> Records provided
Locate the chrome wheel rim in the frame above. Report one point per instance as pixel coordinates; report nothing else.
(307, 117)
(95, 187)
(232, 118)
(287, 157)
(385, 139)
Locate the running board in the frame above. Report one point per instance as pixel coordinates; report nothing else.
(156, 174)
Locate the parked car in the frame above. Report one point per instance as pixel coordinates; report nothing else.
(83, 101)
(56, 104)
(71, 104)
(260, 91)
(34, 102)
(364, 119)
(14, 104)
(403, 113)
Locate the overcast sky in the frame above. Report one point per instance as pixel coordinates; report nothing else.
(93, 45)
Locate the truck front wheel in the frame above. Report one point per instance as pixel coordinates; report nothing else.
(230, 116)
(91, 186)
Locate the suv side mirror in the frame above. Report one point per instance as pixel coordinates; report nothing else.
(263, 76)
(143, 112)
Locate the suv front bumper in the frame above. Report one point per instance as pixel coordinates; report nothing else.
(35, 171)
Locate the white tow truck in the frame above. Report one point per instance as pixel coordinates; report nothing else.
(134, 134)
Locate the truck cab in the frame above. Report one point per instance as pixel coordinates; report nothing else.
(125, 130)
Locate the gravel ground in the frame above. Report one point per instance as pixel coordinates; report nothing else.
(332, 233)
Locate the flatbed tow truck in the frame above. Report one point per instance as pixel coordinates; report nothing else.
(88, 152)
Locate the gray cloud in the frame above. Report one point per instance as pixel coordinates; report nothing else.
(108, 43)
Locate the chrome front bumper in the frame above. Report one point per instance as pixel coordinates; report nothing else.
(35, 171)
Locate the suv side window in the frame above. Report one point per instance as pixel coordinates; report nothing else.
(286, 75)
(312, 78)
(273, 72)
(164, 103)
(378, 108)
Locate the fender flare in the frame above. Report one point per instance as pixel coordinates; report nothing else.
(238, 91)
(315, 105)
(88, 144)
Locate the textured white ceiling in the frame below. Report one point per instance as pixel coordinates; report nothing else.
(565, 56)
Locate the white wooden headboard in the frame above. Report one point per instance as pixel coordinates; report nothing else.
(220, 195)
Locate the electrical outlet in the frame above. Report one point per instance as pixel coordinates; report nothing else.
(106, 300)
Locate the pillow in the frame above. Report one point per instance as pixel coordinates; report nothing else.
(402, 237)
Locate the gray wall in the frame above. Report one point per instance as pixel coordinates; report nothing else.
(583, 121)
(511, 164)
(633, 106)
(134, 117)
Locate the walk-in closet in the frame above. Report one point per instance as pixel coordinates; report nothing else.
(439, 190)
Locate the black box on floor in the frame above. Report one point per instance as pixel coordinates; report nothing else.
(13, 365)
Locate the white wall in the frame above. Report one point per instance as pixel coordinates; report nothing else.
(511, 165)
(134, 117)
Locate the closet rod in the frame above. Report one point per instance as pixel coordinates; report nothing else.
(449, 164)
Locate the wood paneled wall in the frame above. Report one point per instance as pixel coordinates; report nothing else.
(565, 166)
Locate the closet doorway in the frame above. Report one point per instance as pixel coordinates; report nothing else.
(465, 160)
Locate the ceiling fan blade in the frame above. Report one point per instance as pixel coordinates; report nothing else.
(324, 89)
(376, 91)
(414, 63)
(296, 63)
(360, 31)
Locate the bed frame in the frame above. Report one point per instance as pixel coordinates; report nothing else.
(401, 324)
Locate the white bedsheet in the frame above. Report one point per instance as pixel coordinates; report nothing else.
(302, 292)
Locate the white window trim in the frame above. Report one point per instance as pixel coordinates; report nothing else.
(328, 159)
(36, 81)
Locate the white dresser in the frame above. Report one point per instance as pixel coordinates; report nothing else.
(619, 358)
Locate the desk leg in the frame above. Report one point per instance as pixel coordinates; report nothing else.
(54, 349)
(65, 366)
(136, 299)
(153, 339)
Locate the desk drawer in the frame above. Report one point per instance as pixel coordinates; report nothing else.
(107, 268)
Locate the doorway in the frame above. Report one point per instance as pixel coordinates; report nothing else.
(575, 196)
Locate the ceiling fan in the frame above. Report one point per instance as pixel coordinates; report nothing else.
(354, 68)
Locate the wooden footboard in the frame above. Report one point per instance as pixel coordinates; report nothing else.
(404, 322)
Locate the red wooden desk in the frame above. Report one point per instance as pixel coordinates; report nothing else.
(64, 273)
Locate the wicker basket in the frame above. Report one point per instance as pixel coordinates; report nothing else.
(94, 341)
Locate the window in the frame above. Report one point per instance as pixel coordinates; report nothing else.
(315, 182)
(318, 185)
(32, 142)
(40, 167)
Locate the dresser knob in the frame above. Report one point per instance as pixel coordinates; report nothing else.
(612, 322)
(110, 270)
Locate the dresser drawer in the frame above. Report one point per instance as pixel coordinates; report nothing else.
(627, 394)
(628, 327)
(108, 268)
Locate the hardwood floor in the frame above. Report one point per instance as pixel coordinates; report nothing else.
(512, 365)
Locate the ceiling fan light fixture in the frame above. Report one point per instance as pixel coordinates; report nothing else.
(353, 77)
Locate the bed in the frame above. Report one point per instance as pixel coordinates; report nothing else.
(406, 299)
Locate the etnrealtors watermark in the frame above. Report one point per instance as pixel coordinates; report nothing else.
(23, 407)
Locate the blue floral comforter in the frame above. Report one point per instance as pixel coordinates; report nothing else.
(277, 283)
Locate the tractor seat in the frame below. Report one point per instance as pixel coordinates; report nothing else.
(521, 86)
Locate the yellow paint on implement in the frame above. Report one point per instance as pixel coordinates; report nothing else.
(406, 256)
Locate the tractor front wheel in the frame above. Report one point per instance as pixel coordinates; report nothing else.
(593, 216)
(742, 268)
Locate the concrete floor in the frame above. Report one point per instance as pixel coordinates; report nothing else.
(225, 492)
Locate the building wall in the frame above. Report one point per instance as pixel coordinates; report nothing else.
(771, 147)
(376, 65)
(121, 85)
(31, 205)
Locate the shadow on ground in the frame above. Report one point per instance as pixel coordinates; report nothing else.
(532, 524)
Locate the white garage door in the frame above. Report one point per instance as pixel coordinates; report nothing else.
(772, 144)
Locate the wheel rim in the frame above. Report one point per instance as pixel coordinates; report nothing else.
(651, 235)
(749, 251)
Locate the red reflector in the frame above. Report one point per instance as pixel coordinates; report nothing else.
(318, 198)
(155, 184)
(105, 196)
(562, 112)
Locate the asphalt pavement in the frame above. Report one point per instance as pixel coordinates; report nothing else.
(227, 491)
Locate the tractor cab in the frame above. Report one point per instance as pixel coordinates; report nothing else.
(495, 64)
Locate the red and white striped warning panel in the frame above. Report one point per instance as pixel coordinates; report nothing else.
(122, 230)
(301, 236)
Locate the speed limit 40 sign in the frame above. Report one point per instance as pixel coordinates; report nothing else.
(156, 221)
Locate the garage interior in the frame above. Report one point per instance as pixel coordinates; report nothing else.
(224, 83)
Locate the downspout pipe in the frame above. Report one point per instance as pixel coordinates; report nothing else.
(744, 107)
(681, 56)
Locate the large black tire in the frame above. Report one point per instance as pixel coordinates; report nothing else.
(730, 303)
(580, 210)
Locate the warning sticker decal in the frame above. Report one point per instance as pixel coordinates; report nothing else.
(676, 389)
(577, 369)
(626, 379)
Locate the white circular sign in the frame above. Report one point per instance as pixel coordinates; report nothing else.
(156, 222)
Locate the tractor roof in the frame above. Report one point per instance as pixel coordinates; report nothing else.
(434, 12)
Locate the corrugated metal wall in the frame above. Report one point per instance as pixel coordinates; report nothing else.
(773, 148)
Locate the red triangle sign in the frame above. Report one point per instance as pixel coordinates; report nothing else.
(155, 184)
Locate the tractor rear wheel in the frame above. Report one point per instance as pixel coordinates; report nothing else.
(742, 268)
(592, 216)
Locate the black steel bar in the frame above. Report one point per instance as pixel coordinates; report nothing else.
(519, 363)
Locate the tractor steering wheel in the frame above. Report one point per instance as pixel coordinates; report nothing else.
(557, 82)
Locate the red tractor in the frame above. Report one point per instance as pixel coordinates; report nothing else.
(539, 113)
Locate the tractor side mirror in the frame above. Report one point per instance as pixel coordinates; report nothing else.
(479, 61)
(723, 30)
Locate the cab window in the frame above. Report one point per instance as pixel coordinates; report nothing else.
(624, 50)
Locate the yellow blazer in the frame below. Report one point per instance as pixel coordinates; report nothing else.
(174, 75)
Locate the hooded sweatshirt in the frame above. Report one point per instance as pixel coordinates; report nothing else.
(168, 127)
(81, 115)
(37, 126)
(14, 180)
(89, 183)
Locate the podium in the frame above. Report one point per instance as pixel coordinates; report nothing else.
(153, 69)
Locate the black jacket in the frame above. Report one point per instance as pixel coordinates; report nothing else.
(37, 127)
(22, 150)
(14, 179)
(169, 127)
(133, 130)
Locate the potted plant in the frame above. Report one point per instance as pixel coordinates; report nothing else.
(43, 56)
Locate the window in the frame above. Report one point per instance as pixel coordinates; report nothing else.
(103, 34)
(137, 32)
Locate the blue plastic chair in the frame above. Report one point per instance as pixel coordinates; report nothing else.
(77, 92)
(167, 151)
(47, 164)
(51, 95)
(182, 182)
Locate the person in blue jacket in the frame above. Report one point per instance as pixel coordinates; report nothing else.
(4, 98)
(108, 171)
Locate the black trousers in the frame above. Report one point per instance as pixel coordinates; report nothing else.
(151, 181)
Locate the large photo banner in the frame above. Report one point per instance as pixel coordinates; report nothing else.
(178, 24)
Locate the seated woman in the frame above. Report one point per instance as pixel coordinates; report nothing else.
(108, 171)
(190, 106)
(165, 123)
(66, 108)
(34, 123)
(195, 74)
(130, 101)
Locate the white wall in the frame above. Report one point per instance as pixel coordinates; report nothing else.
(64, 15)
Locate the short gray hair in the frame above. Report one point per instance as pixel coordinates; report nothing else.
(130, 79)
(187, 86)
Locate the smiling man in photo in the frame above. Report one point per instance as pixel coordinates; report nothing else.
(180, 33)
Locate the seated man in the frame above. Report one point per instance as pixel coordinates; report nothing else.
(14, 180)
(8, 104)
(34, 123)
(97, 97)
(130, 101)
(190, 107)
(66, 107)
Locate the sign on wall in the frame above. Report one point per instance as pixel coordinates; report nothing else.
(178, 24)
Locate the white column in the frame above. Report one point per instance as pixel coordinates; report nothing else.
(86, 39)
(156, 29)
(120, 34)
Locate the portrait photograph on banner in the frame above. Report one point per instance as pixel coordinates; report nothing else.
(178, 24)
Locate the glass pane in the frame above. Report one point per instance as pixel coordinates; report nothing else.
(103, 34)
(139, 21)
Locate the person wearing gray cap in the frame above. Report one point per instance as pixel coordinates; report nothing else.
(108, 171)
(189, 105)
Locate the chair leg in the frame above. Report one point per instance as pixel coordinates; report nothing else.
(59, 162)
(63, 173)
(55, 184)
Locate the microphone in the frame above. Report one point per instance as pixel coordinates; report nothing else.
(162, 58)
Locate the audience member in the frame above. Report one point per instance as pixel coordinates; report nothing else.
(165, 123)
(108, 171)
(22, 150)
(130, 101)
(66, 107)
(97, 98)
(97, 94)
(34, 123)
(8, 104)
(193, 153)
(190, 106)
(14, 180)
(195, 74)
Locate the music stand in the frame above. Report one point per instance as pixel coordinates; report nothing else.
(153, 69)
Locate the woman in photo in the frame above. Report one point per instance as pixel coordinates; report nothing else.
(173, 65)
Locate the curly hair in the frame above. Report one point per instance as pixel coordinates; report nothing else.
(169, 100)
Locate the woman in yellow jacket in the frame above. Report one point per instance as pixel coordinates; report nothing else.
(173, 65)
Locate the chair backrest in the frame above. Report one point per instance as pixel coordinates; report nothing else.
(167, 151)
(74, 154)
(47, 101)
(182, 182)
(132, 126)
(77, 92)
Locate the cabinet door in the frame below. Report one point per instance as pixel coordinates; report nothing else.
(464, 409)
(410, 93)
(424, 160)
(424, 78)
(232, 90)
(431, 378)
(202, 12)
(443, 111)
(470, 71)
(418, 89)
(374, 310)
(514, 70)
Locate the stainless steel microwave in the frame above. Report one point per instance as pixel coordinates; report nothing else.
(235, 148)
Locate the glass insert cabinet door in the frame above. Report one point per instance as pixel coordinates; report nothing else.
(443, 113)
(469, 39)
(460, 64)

> Exercise goal
The lines to quote run from the one containing "Locate the person wearing" through the final line of the material above; please give them exactly, both ends included, and nothing else.

> Task solution
Locate the person wearing gray cap in the frame above. Report one point per instance as pixel coordinates; report nothing else.
(108, 171)
(189, 105)
Locate the chair leg in the frame above. Report one point per instance as pixel coordinates; report nothing else.
(59, 162)
(63, 173)
(55, 184)
Locate the microphone in the frame above. Report one point per instance as pixel coordinates; report nothing else.
(162, 58)
Locate the audience member in the frame above. Report one point per instance as pixel coordinates; report nothing else.
(165, 123)
(108, 171)
(22, 150)
(130, 101)
(66, 107)
(97, 98)
(97, 94)
(34, 123)
(8, 104)
(193, 153)
(190, 106)
(14, 180)
(195, 74)
Locate the music stand in the frame above. Report one point per instance as pixel coordinates; report nothing else.
(153, 69)
Locate the woman in photo in the frame above. Report one point per instance as pixel coordinates; report nothing else.
(173, 65)
Locate the curly hair in the frame above. Report one point per instance as pixel coordinates; report nothing else.
(169, 100)
Locate the woman in yellow jacket in the frame above. Report one point per instance as pixel coordinates; report nothing else.
(173, 65)
Locate the chair backrest in the frame above. Report one point per instance as pixel coordinates; report nothing else.
(167, 151)
(74, 154)
(47, 101)
(182, 182)
(132, 126)
(77, 92)
Locate the cabinet door in the frame below. Report one point per instance as pixel coordinates; report nothing else.
(464, 409)
(410, 93)
(424, 160)
(424, 78)
(232, 90)
(431, 378)
(202, 12)
(443, 111)
(470, 71)
(418, 89)
(374, 310)
(514, 70)
Locate the stainless steel microwave in the frame above. Report one point per instance as pixel coordinates; report nothing else.
(235, 148)
Locate the glass insert cabinet door in the frame above. Report one point per instance as pixel coordinates; report nothing else.
(443, 113)
(469, 39)
(460, 64)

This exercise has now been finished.